→ REQUIRED ACTIONS:
(a) In the House Bill 1604 text, replace "committee" with "panel" and write out the passage from "Will Tronson briefed" up to and including "housing/search purposes (B9).".
(b) According to the House Bill 1604 text, what was the House vote on the bill?
(c) Decide whether each statement agrees with the House Bill 1604 text, answering yes or no and quoting the deciding words: (i) The implementation date was changed to Sept. 1, 2026. (ii) Amendment B3 would have established a religious-accommodation process for staff. (iii) The nine amendments were offered by Rep. Salahuddin.

→ SELECTED TEXT:
Engrossed Substitute House Bill 1604, sponsored by Rep. Salahuddin, would require local jails to adopt and implement policies for searching transgender and intersex people that align with federal standards as of Jan. 1, 2025, with an implementation date changed to Sept. 1, 2026.
Will Tronson briefed the committee, noting the bill passed the House 56–39 and identifying nine amendments (B1–B9) offered by Senator Christian. Those amendments would have extended rules to private detention facilities (B1), prohibited housing victims with opposite-sex inmates when the victim is biologically female and has a documented history of sexual violence (B2), offered opportunity for a defense attorney to be present during searches (B3), established a religious-accommodation process for staff (B4), clarified exigent-circumstance definitions (B5), added intent language and indemnification by the state Attorney General for personnel acting pursuant to the act (B6), restricted invasive searches (B7), protected staff from compelled disclosure of gender identity (B8), and limited how frequently an inmate may assert a change of gender identity for housing/search purposes (B9).

→ ENTRIES SUPPLIED:
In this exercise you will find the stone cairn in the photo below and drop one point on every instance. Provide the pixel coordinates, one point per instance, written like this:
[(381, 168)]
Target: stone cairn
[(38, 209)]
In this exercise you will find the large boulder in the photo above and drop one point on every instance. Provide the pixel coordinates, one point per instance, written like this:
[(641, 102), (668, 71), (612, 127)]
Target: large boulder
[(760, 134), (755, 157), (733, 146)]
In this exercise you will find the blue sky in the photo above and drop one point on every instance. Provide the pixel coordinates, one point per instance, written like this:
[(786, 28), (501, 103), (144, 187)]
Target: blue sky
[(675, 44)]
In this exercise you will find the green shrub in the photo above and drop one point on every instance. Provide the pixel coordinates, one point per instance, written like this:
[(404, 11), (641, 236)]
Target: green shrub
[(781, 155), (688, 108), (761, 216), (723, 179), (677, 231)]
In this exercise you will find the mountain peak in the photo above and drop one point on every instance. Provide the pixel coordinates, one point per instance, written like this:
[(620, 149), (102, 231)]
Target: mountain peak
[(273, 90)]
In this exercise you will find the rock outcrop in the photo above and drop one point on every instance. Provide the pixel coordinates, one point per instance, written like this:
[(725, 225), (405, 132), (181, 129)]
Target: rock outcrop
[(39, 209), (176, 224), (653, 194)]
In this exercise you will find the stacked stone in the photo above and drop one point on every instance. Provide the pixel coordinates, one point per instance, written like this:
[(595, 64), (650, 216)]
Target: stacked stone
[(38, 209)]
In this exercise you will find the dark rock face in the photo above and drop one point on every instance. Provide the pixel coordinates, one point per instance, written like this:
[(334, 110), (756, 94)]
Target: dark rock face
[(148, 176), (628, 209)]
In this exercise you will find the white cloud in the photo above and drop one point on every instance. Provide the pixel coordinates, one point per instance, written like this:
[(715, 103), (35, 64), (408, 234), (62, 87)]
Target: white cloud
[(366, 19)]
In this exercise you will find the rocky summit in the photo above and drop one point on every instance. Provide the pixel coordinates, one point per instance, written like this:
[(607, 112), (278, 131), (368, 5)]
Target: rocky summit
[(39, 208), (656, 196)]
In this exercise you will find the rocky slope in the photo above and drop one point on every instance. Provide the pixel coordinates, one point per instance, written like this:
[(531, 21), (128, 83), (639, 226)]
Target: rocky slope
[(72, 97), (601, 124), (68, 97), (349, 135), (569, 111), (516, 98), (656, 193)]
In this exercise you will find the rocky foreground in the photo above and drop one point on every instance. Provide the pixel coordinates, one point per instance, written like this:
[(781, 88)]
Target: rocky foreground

→ ANSWERS TO THE PROBLEMS:
(a)
Will Tronson briefed the panel, noting the bill passed the House 56–39 and identifying nine amendments (B1–B9) offered by Senator Christian. Those amendments would have extended rules to private detention facilities (B1), prohibited housing victims with opposite-sex inmates when the victim is biologically female and has a documented history of sexual violence (B2), offered opportunity for a defense attorney to be present during searches (B3), established a religious-accommodation process for staff (B4), clarified exigent-circumstance definitions (B5), added intent language and indemnification by the state Attorney General for personnel acting pursuant to the act (B6), restricted invasive searches (B7), protected staff from compelled disclosure of gender identity (B8), and limited how frequently an inmate may assert a change of gender identity for housing/search purposes (B9).

(b) The bill passed the House 56–39.

(c)
(i) Yes: "with an implementation date changed to Sept. 1, 2026"
(ii) No: "offered opportunity for a defense attorney to be present during searches (B3)"
(iii) No: "identifying nine amendments (B1–B9) offered by Senator Christian"